Collected data:
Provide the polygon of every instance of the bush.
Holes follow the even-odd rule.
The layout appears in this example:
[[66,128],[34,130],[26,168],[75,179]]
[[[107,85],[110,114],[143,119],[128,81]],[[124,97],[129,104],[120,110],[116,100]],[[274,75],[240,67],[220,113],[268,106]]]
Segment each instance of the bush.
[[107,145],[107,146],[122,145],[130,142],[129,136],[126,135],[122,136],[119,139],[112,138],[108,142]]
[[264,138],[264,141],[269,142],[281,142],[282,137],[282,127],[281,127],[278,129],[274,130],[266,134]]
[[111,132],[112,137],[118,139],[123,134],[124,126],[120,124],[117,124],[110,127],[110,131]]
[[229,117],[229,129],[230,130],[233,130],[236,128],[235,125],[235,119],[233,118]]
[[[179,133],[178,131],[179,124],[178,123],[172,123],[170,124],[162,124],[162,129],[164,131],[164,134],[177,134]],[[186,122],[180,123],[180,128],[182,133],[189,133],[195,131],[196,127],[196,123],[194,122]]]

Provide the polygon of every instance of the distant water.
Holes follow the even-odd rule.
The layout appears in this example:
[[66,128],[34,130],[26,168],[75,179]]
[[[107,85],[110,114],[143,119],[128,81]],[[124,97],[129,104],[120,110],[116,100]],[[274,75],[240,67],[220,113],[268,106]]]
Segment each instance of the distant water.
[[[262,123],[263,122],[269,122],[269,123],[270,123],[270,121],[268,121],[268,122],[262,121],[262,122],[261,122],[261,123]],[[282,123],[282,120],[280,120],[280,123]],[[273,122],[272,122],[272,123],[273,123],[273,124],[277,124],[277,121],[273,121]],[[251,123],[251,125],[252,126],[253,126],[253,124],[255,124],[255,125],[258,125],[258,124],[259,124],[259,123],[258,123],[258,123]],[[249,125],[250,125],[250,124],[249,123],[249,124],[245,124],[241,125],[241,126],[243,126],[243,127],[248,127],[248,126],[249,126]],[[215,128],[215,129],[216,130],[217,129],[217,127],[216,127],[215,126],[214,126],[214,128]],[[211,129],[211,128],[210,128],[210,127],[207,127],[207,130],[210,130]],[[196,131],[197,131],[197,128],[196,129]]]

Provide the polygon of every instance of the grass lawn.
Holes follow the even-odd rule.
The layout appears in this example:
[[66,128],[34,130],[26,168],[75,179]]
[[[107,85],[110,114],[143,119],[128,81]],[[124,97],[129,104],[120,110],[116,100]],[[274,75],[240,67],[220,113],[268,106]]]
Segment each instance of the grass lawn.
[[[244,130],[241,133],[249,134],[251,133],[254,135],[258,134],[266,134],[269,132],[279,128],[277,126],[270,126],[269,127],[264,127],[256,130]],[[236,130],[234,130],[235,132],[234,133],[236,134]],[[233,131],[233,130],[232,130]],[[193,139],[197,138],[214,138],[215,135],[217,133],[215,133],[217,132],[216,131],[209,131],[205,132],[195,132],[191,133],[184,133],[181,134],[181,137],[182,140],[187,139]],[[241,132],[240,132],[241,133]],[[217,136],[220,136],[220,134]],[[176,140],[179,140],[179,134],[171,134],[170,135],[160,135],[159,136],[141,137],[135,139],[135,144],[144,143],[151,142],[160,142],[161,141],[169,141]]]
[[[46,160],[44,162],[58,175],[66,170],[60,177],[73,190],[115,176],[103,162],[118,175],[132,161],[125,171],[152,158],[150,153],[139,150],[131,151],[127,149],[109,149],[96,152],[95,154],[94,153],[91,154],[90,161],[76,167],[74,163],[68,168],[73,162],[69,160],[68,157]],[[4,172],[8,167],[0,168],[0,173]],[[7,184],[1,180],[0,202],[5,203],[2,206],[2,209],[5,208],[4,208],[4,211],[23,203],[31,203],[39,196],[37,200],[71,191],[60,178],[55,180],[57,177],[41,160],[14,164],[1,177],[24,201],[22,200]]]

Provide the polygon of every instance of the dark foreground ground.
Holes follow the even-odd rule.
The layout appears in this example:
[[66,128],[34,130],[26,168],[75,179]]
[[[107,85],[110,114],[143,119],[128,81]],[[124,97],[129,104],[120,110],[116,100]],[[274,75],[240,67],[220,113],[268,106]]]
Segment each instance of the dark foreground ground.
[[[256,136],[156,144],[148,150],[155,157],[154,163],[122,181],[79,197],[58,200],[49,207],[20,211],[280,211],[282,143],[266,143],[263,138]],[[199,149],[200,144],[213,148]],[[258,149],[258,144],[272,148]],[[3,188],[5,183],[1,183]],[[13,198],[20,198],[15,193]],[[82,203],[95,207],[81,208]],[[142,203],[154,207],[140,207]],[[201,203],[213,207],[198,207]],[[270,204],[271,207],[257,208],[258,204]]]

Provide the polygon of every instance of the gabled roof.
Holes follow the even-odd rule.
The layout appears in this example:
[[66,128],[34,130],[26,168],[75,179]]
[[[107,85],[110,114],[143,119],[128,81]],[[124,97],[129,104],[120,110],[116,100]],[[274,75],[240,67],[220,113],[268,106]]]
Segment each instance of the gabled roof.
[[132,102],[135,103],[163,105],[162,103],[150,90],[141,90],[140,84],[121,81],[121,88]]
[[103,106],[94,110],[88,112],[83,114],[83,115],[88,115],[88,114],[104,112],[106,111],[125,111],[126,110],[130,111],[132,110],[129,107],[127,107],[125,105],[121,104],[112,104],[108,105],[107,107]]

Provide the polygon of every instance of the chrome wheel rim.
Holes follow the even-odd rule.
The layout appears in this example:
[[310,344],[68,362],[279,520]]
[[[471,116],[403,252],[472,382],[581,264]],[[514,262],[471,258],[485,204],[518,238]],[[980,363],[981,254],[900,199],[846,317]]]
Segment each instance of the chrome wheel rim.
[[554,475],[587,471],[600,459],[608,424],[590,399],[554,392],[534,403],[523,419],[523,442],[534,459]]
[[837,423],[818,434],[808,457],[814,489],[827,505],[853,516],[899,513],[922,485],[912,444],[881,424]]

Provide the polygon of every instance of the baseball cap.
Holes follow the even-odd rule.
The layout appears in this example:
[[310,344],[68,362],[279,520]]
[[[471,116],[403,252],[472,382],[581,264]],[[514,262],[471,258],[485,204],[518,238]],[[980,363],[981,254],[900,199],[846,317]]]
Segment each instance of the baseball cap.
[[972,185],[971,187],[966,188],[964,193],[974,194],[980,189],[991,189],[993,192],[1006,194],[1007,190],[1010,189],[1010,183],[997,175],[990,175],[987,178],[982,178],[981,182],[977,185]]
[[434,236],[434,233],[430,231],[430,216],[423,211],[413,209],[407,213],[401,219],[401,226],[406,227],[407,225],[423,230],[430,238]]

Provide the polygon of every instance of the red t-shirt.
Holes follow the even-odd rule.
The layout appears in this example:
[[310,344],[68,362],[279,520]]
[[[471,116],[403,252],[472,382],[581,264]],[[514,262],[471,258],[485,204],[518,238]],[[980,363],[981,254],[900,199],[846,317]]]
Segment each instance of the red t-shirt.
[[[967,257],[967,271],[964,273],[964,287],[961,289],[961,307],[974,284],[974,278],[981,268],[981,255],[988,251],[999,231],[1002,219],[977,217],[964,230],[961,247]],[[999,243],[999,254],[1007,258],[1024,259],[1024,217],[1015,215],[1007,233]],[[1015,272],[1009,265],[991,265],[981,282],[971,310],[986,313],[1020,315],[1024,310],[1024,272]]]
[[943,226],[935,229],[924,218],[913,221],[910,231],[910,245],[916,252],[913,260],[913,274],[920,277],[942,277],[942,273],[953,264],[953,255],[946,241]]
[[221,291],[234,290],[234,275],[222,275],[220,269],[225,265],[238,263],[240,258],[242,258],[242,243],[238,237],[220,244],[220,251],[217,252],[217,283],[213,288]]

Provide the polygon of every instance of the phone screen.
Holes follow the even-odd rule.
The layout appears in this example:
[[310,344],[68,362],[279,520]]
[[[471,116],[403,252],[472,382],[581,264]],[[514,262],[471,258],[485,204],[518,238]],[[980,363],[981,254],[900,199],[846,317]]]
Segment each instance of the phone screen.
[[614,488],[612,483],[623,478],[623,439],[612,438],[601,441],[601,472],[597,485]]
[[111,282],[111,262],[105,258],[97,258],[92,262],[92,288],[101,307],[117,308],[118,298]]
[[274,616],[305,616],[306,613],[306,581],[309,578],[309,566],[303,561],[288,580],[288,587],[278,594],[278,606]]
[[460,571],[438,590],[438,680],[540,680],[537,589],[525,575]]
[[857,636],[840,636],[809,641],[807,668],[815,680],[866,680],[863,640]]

Your instructions
Report every line of the collected data above that contains the word "Provide", copying each one in full.

Solution to the problem
Provide the polygon of every instance of the bush.
Provide the polygon of every instance of the distant water.
Provide the polygon of every instance of the grass lawn.
Provide the polygon of every instance of the dark foreground ground.
Provide the polygon of every instance of the gabled roof.
Provide the polygon of every instance of the chrome wheel rim.
Provide the polygon of every instance of the baseball cap.
Provide the polygon of every instance of the red t-shirt.
Provide the polygon of every instance of the phone screen.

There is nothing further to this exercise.